-------- SUPPLIED ENTRIES --------
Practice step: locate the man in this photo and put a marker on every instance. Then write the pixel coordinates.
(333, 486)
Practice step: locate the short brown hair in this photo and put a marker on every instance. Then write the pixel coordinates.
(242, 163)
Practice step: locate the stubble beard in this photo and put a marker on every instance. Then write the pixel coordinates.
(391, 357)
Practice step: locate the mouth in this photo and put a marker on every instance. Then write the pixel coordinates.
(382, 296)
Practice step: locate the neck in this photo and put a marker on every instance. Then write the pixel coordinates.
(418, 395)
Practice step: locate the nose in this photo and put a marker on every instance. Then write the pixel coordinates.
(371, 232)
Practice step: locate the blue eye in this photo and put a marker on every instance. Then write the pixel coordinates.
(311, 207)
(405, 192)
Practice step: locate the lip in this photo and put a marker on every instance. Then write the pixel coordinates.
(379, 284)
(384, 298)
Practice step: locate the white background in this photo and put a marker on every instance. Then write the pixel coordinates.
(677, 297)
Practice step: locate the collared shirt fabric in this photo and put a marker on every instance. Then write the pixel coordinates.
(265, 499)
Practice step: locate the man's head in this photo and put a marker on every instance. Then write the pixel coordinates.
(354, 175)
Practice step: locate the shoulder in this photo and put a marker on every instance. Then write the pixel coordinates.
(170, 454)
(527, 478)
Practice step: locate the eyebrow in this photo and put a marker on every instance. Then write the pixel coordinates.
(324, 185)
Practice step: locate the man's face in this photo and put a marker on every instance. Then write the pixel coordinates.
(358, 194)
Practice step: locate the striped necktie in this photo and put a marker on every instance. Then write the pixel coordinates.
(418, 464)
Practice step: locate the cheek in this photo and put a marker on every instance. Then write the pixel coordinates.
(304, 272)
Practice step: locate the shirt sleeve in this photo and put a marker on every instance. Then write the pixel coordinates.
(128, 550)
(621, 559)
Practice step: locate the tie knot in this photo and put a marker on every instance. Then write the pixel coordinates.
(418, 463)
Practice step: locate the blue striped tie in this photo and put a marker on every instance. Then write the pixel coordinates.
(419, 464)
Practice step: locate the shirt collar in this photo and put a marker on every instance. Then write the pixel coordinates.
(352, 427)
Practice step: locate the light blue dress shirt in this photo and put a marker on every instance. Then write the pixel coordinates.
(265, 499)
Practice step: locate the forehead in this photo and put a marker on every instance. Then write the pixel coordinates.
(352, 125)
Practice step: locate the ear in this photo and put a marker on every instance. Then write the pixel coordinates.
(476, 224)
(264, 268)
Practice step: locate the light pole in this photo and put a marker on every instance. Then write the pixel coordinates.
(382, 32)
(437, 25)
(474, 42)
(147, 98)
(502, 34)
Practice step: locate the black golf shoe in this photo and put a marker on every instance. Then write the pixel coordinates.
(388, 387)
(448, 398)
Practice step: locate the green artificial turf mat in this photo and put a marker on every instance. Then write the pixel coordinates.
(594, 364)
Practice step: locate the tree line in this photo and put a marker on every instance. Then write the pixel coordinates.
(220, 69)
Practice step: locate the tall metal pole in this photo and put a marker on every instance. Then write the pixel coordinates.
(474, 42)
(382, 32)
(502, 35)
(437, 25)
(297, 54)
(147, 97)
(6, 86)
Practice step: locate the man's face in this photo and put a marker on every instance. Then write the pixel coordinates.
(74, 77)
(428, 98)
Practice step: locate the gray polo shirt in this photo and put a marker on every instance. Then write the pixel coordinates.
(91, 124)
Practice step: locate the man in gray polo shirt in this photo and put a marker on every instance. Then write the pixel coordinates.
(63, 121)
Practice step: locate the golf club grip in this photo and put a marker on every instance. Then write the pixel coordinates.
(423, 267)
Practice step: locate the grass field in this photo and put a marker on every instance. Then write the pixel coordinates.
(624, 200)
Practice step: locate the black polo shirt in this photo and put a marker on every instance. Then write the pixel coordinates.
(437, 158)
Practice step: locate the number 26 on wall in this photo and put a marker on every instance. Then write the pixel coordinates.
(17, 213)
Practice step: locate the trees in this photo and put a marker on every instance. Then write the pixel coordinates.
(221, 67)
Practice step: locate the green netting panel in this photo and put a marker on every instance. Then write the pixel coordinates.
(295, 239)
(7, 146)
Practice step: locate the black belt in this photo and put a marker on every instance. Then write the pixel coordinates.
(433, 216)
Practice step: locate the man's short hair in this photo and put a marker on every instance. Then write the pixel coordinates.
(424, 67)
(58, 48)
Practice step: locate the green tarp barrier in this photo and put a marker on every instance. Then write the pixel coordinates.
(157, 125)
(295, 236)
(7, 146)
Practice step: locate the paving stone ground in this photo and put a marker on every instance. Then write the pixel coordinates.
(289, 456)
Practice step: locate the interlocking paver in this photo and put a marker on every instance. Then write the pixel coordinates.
--------
» **EXERCISE TASK**
Format all of the data above as a Markdown table with the columns Row and Line. Number each line and omit any blank lines.

» **REPLY TO THE TASK**
| Row | Line |
|---|---|
| 1 | Practice step: locate the man in this photo and put a marker on every instance. Then write the pixel coordinates. |
| 2 | (333, 486) |
| 3 | Practice step: locate the short brown hair in this photo and put a marker on every instance. Then write the pixel coordinates. |
| 4 | (242, 163) |
| 5 | Practice step: locate the stubble beard in this photo and put a marker on every instance. Then write the pixel coordinates. |
| 6 | (391, 357) |
| 7 | Practice step: locate the mouth in this photo and put a marker on every instance. Then write the pixel coordinates. |
| 8 | (382, 296) |
| 9 | Practice step: locate the neck in this photo and put a marker on every instance. Then write the pixel coordinates. |
| 10 | (418, 395) |
| 11 | Practice step: locate the nose in this photo and put a marker on every instance. Then write the pixel coordinates. |
| 12 | (371, 232) |
| 13 | Practice step: locate the blue eye in this photo and put a marker on every instance. Then write the pixel coordinates. |
| 14 | (311, 207) |
| 15 | (405, 192) |
| 16 | Practice step: locate the lip in this photo and put a marker on every instance. Then write the pixel coordinates. |
| 17 | (379, 284) |
| 18 | (384, 298) |
| 19 | Practice step: locate the white background in this photo and put a marker on every instance. Then write the pixel coordinates. |
| 20 | (677, 297) |
| 21 | Practice step: locate the collared shirt fabric in this photo and put a marker on every instance. Then write the pixel coordinates. |
| 22 | (265, 499) |
| 23 | Practice step: locate the man's head in this photo and put a marker on every instance. Then write the pixel coordinates. |
| 24 | (354, 175) |
| 25 | Practice step: locate the shoulder in this photo and put a marker on every instance. Then write the pixel coordinates. |
| 26 | (170, 454) |
| 27 | (527, 478) |
| 28 | Practice step: locate the eyebrow in this photo and put a marker on every instance. Then write the pixel coordinates. |
| 29 | (324, 185) |
| 30 | Practice step: locate the man's face in this photo and put a marker on every instance. Then write the pixel coordinates. |
| 31 | (358, 194) |
| 32 | Practice step: locate the striped necktie in this photo and put a marker on every instance. Then write the pixel coordinates. |
| 33 | (418, 464) |
| 34 | Practice step: locate the cheek in this photo and put a marker on every instance. Then write the pixel coordinates. |
| 35 | (304, 272) |
| 36 | Practice step: locate the shirt sleeve in this photo and put a marker on every instance. Then write the pixel coordinates. |
| 37 | (128, 550) |
| 38 | (621, 559) |
| 39 | Practice step: locate the tie knot in this photo and put a marker on every instance. Then write the pixel coordinates. |
| 40 | (418, 463) |
| 41 | Practice step: locate the blue striped tie in this photo and put a marker on every instance. Then write the pixel coordinates. |
| 42 | (419, 464) |
| 43 | Practice step: locate the shirt collar in this photo and put a marker on every instance. Then write the pixel coordinates. |
| 44 | (352, 427) |
| 45 | Practice step: locate the light blue dress shirt in this photo and put a marker on every instance. Then write the pixel coordinates. |
| 46 | (265, 499) |
| 47 | Practice step: locate the forehead in this photo and put a marker on every instance. Then write the pixel coordinates. |
| 48 | (352, 125) |
| 49 | Practice step: locate the ear in this photo and put a marker on every instance. Then write the pixel coordinates. |
| 50 | (476, 224) |
| 51 | (264, 268) |
| 52 | Practice step: locate the light pole in this photo and put a marker on every instance. Then write the pixel coordinates. |
| 53 | (382, 32) |
| 54 | (437, 25) |
| 55 | (474, 42) |
| 56 | (147, 98) |
| 57 | (502, 34) |
| 58 | Practice step: locate the black golf shoe in this photo and put a marker on every instance. Then write the pixel coordinates. |
| 59 | (388, 387) |
| 60 | (448, 398) |
| 61 | Practice step: locate the green artificial turf mat in this photo and put a marker on every instance. Then write the pixel coordinates. |
| 62 | (594, 364) |
| 63 | Practice step: locate the tree line in this photo and put a marker on every instance. Then write the pixel coordinates. |
| 64 | (220, 69) |
| 65 | Practice step: locate the tall metal pole in this photo and put a marker on every instance. Then write the pixel coordinates. |
| 66 | (474, 42) |
| 67 | (382, 32) |
| 68 | (502, 35) |
| 69 | (437, 25) |
| 70 | (297, 54) |
| 71 | (147, 97) |
| 72 | (6, 86) |
| 73 | Practice step: locate the man's face in this photo and put a marker on every instance. Then write the pixel coordinates. |
| 74 | (74, 77) |
| 75 | (428, 98) |
| 76 | Practice step: locate the gray polo shirt in this photo and put a marker on every instance. Then write the pixel coordinates. |
| 77 | (91, 124) |
| 78 | Practice step: locate the man in gray polo shirt in this photo and put a marker on every instance. Then write the pixel coordinates. |
| 79 | (63, 121) |
| 80 | Practice step: locate the golf club grip in this photo and put a marker on every instance. Then write the pixel coordinates. |
| 81 | (423, 267) |
| 82 | Practice step: locate the grass field in this photo and put a marker on every instance. Then write the pixel coordinates. |
| 83 | (624, 200) |
| 84 | Practice step: locate the black polo shirt in this photo and put a marker on every instance. Then write the pixel coordinates. |
| 85 | (437, 158) |
| 86 | Practice step: locate the number 26 on wall in this photo and put a marker on every instance. Then write the pixel coordinates. |
| 87 | (17, 213) |
| 88 | Practice step: locate the trees in this photo and put a marker on every instance. Then write the pixel coordinates. |
| 89 | (221, 67) |
| 90 | Practice step: locate the green netting panel in this photo and put a marker on every instance. Then write the pixel coordinates. |
| 91 | (295, 239) |
| 92 | (7, 146) |
| 93 | Practice step: locate the black belt in this photo and put a marker on every instance. Then write the pixel coordinates. |
| 94 | (433, 216) |
| 95 | Practice step: locate the man's short hair in this photo and put a marker on every instance. Then write the pixel coordinates. |
| 96 | (424, 67) |
| 97 | (58, 48) |
| 98 | Practice step: locate the green tarp barrier in this photo and put a marker on every instance. Then write the pixel coordinates. |
| 99 | (157, 125) |
| 100 | (295, 236) |
| 101 | (7, 146) |
| 102 | Practice step: locate the paving stone ground in this photo and put a marker on every instance. Then write the pixel coordinates. |
| 103 | (289, 456) |
| 104 | Practice step: locate the interlocking paver in this photo and put a marker on every instance. Then write the pixel coordinates. |